# [TEXT EXCERPT]
────────────────────────────────────────

Re: ext3-0.0.2e released

From: Daniel Phillips (news-list.linux.kernel@innominate.de)
Date: Sat Jul 29 2000 - 08:11:57 EST


David Gould wrote:
>
> On Tue, Jul 25, 2000 at 12:16:42PM +0200, Daniel Phillips wrote:
> > Please excuse me for the delay in responding to this...
>
> Me too...
>
> > "Stephen C. Tweedie" wrote:
> > >
> > > On Thu, Jul 06, 2000 at 09:19:58PM +0100, Steve Whitehouse wrote:
> > > > can you explain "phase tree" and/or give a reference ?
> > >
> > > For a reference, wait until ALS and see the ext2-derived filesystem
> > > report. :-)
> > 
> > Which is when I'll deliver my white paper on Tux2fs - thanks for
> > being mysterious and building up the anticpation. ;-)

────────────────────────────────────────

# [DATA BELOW]
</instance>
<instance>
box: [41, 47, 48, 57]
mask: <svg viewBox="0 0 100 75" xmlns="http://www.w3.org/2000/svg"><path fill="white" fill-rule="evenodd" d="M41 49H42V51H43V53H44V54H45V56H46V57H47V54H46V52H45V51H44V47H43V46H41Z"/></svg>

────────────────────────────────────────

# [YOUR TASK]
Write out the part of the ext3 mailing-list reply starting with "Date: Sat Jul" and going on through "responding to this...", keeping every character as it stands. Rely only on the ext3 mailing-list reply above.

# [ANSWER TO THE EXERCISE]
Date: Sat Jul 29 2000 - 08:11:57 EST


David Gould wrote:
>
> On Tue, Jul 25, 2000 at 12:16:42PM +0200, Daniel Phillips wrote:
> > Please excuse me for the delay in responding to this...